> ITEMS:
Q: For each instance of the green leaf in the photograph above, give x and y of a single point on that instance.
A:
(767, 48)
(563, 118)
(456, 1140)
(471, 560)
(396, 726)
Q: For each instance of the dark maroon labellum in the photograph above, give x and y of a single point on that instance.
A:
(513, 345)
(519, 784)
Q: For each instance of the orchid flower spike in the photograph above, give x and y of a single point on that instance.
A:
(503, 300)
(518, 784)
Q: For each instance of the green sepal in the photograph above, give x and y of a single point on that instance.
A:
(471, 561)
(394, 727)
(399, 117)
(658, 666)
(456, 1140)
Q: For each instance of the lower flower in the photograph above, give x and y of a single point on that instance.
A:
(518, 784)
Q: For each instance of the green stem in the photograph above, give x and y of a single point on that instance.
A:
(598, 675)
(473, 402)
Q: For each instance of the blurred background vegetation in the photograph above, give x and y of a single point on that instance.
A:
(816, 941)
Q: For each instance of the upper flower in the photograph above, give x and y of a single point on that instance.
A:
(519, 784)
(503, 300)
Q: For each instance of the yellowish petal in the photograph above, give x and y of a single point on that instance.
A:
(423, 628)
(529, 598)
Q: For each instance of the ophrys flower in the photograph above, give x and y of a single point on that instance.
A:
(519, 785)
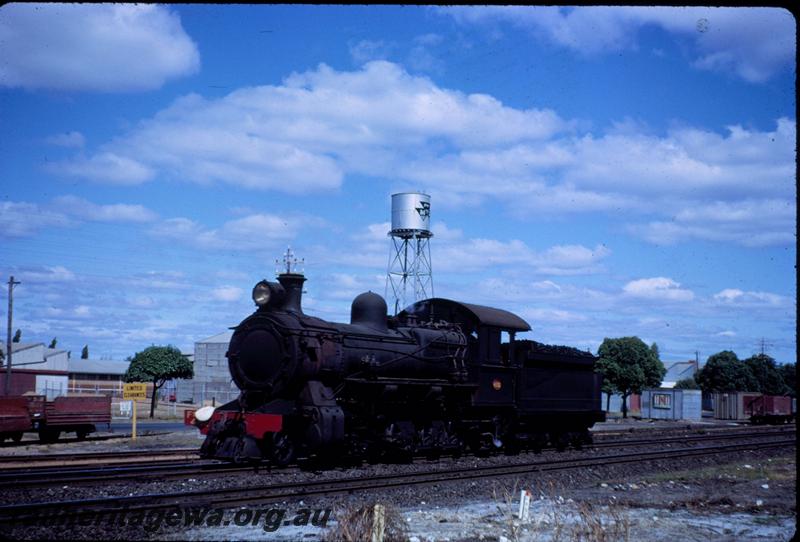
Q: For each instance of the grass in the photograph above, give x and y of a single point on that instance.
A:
(556, 519)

> SHORT TASK:
Extract every line of the data above verbatim, omitting the pictures.

> REPLY TO THE TASK:
Q: For each instance of the green leaf in the photograph above, give x and y of a single point on that instance.
A:
(767, 48)
(563, 118)
(456, 1140)
(471, 560)
(396, 726)
Q: For each instance of the dark maroon labellum in the photograph above, give x and y of a single point on that instance.
A:
(513, 345)
(519, 784)
Q: For each instance of the orchid flower spike in the photograph above, give x and y of a single point on that instance.
A:
(503, 300)
(518, 784)
Q: For each instance of the green sepal in the photograph above, give x and y of a single point on that instance.
A:
(471, 561)
(394, 727)
(399, 117)
(658, 666)
(456, 1140)
Q: For each instance of the lower flower in the photograph above, give x and y of a single point on that instance.
A:
(518, 784)
Q: For each instance of the green stem in the photograph above, give x and y of a single point on that instance.
A:
(598, 675)
(473, 402)
Q: For each instance of the blurred background vegetation in the photograph above, give x and y of a single point on that instance.
A:
(816, 941)
Q: For each instance of the upper flower in the photograph above, give x and y of a single point on that instance.
A:
(519, 784)
(503, 300)
Q: For each instance of the yellowish petal in the photograph above, give x and y of a single point on that instance.
A:
(423, 628)
(529, 598)
Q: For each instance of the ophrys flower in the photograph above, give x and y of a single point on that instance.
A:
(519, 785)
Q: For each instance of the grass in the photograph above, give x and y of a single point on that instance.
A:
(556, 519)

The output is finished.